# [Exercise instructions]
Scan the listing below and copy each line holding the word "crane".

# [Supplied material]
:::::
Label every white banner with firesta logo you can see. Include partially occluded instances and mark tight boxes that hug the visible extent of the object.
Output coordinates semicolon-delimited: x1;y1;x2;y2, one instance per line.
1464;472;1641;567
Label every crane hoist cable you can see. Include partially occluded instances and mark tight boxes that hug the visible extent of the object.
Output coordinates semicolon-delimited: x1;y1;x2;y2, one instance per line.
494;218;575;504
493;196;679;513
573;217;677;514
:::::
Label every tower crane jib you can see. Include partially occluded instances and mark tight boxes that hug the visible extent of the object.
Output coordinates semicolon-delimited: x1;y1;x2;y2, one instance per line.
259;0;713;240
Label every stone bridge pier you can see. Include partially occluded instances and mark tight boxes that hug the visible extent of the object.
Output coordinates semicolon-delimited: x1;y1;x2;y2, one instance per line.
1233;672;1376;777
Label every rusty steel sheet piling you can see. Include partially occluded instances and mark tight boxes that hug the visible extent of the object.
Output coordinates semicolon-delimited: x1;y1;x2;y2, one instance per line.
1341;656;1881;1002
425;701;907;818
:::::
# [Exercise response]
Label every crane hoist cable you can see. Include partially occluded instances and mark tight boxes that hug the visible extent of the object.
Label every tower crane jib you can see. Include partially occluded instances and mark tight boxes that hug the visible extent of the object.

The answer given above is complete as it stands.